(Exercise goal):
Show every line from the rows below that contains the word "horse".

(Data for this task):

:::

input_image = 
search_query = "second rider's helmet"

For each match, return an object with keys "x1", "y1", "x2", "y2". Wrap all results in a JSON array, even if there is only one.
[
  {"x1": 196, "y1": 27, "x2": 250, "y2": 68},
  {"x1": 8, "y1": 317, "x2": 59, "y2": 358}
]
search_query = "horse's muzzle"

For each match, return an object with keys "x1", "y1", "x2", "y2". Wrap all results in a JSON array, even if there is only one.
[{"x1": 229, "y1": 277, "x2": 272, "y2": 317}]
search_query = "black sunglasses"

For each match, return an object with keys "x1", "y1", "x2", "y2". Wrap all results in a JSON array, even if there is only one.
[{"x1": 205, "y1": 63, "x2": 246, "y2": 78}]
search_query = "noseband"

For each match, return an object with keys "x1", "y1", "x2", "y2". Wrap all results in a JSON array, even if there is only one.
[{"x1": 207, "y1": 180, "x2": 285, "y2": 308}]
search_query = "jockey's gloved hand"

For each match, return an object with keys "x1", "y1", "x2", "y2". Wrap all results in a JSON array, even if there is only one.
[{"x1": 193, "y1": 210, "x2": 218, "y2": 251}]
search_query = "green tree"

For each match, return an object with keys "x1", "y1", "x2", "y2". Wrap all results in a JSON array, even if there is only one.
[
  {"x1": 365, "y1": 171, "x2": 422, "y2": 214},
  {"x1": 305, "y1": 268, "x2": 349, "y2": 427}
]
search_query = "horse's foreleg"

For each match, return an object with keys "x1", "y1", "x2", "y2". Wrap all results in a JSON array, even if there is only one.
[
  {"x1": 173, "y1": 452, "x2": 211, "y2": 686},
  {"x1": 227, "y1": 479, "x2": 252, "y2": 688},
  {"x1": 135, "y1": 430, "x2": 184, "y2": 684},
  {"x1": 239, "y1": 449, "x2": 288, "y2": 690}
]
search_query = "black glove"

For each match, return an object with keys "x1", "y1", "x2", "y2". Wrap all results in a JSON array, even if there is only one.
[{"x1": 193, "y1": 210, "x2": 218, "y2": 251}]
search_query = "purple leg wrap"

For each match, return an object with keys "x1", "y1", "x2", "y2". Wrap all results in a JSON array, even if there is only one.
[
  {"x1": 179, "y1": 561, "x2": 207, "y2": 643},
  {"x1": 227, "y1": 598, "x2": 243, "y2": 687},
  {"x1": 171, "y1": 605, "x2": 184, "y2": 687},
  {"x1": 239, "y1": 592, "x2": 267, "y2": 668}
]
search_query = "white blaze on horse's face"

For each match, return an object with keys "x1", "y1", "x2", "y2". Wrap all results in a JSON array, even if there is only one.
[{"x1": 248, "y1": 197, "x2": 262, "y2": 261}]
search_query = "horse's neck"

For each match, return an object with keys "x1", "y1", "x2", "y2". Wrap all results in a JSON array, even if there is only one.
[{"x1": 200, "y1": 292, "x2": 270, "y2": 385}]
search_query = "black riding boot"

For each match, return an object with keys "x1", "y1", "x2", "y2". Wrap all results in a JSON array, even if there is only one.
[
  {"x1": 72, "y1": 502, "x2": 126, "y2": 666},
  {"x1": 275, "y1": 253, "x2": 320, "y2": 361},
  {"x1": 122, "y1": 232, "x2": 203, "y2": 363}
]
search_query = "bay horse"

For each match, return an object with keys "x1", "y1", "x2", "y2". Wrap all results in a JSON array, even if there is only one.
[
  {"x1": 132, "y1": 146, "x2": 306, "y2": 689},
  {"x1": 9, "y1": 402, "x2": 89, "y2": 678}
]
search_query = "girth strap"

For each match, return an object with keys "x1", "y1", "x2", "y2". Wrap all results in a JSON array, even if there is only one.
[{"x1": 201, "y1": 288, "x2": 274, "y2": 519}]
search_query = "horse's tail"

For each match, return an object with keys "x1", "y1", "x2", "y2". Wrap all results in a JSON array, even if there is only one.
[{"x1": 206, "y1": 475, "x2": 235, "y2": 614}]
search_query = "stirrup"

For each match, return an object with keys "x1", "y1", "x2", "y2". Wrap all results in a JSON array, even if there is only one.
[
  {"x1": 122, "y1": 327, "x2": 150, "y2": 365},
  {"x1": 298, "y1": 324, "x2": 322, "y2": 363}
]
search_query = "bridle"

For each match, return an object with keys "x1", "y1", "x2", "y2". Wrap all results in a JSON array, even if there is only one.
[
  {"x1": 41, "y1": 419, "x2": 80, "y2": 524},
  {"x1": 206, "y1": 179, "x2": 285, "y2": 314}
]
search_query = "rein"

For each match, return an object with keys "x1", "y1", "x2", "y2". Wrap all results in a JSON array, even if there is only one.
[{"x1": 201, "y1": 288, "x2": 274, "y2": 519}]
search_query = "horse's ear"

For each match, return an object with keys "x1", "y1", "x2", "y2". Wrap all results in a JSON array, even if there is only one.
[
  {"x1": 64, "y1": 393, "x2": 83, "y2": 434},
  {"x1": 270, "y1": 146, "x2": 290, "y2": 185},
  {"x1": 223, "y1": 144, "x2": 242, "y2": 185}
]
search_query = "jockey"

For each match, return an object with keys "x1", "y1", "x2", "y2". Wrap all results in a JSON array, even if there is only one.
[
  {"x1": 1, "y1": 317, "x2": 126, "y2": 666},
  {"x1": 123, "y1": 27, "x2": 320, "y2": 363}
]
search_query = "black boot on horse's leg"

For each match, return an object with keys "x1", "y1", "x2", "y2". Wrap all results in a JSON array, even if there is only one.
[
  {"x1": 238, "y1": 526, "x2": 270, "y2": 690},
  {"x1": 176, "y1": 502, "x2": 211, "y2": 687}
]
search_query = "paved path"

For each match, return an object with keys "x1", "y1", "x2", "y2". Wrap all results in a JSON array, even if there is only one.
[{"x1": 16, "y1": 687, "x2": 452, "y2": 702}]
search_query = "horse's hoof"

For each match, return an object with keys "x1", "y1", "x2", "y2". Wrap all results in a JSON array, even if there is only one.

:::

(Solution to the exercise):
search_query = "horse's muzzle"
search_query = "horse's foreleg"
search_query = "white blaze on horse's face"
search_query = "horse's neck"
search_query = "bay horse"
search_query = "horse's tail"
search_query = "horse's ear"
search_query = "black boot on horse's leg"
search_query = "horse's hoof"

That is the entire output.